- [Directions]
The entries below are to be copied exactly, with nothing left out.
- Opening Delimiter -
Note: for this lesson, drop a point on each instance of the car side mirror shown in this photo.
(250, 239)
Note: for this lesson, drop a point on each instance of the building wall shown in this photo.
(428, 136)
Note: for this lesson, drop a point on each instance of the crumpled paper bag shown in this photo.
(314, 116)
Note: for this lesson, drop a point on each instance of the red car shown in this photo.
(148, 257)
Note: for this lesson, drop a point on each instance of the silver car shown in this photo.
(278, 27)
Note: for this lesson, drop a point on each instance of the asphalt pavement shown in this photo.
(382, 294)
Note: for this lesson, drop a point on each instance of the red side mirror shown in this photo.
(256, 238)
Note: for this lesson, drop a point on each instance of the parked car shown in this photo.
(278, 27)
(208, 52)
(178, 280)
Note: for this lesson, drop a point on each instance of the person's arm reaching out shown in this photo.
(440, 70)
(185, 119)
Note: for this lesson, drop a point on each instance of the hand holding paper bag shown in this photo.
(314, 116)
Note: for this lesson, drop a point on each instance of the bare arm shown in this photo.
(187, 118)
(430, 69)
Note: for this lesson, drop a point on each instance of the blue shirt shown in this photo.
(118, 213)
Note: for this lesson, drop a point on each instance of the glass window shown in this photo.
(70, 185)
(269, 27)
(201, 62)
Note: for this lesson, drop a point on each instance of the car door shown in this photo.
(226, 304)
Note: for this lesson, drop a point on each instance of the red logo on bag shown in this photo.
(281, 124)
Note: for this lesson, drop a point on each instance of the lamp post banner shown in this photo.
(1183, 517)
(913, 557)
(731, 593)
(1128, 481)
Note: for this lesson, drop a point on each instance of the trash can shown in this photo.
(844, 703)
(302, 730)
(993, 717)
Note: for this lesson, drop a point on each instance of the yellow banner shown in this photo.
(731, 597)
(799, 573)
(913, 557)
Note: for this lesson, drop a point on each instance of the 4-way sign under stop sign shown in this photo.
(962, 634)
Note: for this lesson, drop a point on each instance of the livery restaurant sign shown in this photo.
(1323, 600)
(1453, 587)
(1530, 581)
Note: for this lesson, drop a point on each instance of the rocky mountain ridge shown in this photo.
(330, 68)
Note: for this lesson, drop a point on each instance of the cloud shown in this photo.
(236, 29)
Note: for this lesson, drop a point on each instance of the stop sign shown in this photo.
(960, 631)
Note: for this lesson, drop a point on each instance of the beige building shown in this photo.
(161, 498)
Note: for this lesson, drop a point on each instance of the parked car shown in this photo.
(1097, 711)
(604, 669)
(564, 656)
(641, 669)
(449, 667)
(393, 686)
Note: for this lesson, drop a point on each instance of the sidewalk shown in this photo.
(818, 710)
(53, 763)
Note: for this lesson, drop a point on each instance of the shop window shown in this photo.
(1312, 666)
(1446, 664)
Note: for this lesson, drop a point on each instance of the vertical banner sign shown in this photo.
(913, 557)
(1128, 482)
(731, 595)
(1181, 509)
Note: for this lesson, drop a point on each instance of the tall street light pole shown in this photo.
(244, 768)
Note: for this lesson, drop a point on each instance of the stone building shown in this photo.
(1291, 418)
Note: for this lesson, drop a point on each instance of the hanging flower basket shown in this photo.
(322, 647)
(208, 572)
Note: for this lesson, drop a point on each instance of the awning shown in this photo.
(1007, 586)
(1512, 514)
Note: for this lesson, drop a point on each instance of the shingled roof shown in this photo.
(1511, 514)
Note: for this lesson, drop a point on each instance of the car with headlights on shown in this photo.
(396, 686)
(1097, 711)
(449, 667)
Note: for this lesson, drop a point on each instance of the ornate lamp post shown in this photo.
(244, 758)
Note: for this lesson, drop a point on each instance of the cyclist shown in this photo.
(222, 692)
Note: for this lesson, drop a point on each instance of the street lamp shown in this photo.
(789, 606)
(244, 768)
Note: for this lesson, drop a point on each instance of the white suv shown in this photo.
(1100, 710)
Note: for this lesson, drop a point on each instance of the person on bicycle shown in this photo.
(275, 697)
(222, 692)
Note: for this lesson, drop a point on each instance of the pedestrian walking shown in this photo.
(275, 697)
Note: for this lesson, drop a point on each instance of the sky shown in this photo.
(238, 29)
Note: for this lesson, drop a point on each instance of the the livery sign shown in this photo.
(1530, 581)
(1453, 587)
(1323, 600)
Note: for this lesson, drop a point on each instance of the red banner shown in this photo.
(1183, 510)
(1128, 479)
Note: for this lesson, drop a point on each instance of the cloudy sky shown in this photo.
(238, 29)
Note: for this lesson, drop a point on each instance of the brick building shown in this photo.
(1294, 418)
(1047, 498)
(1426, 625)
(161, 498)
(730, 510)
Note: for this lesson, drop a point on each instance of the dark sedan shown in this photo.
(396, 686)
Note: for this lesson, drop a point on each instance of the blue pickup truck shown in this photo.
- Closing Delimiter -
- [Result of this exercise]
Note: for this lesson, drop a point on each instance of the car side mirror shown in this photo.
(250, 239)
Note: for this lesson, drop a point on each instance of the building wall shown in this photo.
(428, 136)
Note: for this lesson, drop a point on each instance of the crumpled paper bag shown in this photo.
(314, 116)
Note: for this lesson, drop a point on each instance of the red car shown in this photo.
(148, 257)
Note: for this lesson, drop a point on each instance of the silver car shown in this photo.
(278, 27)
Note: for this lesson, drop a point on each instance of the asphalt pavement shown in this photo.
(382, 294)
Note: for this lesson, drop a point on each instance of the red side mirror shown in this photo.
(256, 238)
Note: for this lesson, drop a point on each instance of the parked car shown in this photo.
(278, 27)
(208, 52)
(178, 280)
Note: for this lesson, drop a point on each instance of the person's arm reaching out shown in this photo.
(440, 70)
(185, 119)
Note: for this lesson, drop a point on each instance of the hand holding paper bag shown in this photo.
(314, 116)
Note: for this lesson, drop a point on each instance of the bare arm shown in this photo.
(187, 118)
(430, 69)
Note: for this lesson, drop a point on each instance of the blue shirt shown in this photo.
(118, 213)
Note: for this lesson, drop a point on each instance of the glass window shown in this photo.
(70, 185)
(269, 27)
(201, 62)
Note: for this lesson, drop a point on each instance of the car door shown in this photo.
(226, 304)
Note: for this lesson, drop a point on each instance of the red logo on bag shown in this photo.
(281, 124)
Note: for this lesson, drop a point on each instance of the lamp post banner shown in this photo.
(1183, 517)
(913, 557)
(731, 593)
(1128, 481)
Note: for this lesson, drop a point on each instance of the trash can shown in this photo.
(844, 703)
(302, 730)
(993, 717)
Note: for this lesson, drop a point on each instance of the yellow banner shown in this photo.
(731, 597)
(799, 573)
(913, 557)
Note: for this lesson, drop a point on each instance of the 4-way sign under stop sign shown in this photo.
(962, 634)
Note: for this lesson, drop a point on each instance of the livery restaurant sign shown in this photo.
(1323, 600)
(1453, 587)
(1530, 581)
Note: for this lesson, drop a point on each instance of the rocky mountain ridge shown in this photo.
(330, 68)
Note: for this lesson, drop a point on each instance of the cloud shown in this photo.
(236, 29)
Note: for this lesson, drop a point on each instance of the stop sign shown in this photo.
(960, 631)
Note: for this lesson, drop a point on each instance of the beige building shown in this photo.
(161, 498)
Note: for this lesson, drop a point on each instance of the parked car shown in this photo.
(1097, 711)
(604, 669)
(564, 656)
(641, 669)
(449, 667)
(393, 686)
Note: for this lesson, drop a point on each instance of the sidewalk shown in this photo.
(818, 710)
(53, 763)
Note: for this lesson, drop a point on each instance of the shop window shown in this photo.
(1312, 666)
(1446, 664)
Note: for this lesson, drop a point on each instance of the vertical banner sign shown in this photo.
(913, 557)
(1128, 482)
(731, 595)
(1181, 509)
Note: for this lesson, drop a point on each instance of the tall street light pole shown in this photo.
(244, 768)
Note: for this lesson, drop a point on each instance of the stone building shown in this photo.
(1291, 418)
Note: for this lesson, drop a point on each instance of the hanging flower basket shown in this photo.
(322, 647)
(208, 572)
Note: for this lesson, drop a point on each instance of the awning shown in this photo.
(1007, 586)
(1512, 514)
Note: for this lesson, drop a point on each instance of the shingled roof shown in this photo.
(1511, 514)
Note: for this lesson, drop a point on each instance of the car with headlights on shown in this photo.
(396, 686)
(1097, 711)
(449, 667)
Note: for this lesson, drop a point on each instance of the ornate lamp post shown in this photo.
(244, 758)
Note: for this lesson, drop a point on each instance of the cyclist shown in this photo.
(222, 692)
Note: for this lesson, drop a point on each instance of the street lamp shown in this photo.
(789, 606)
(244, 768)
Note: for this lesson, drop a point on each instance of the white suv shown in this photo.
(1100, 710)
Note: for this lesson, drop a point on each instance of the person on bicycle shown in this photo.
(275, 697)
(222, 692)
Note: for this lesson, drop a point on each instance of the pedestrian walking shown in this photo.
(275, 697)
Note: for this lesson, drop a point on each instance of the sky shown in this photo.
(238, 29)
Note: for this lesson, drop a point on each instance of the the livery sign shown in this photo.
(1530, 581)
(1453, 587)
(1323, 600)
Note: for this lesson, drop a point on each instance of the red banner shown in this photo.
(1183, 510)
(1128, 479)
Note: for this lesson, drop a point on each instance of the cloudy sky shown in this photo.
(238, 29)
Note: for this lesson, drop a point on each instance of the brick building shown in this photo.
(1294, 418)
(1047, 498)
(1426, 625)
(161, 498)
(730, 510)
Note: for this lesson, drop a point on each instance of the dark sedan shown in this photo.
(396, 686)
Note: for this lesson, drop a point on each instance of the blue pickup truck shown in this photo.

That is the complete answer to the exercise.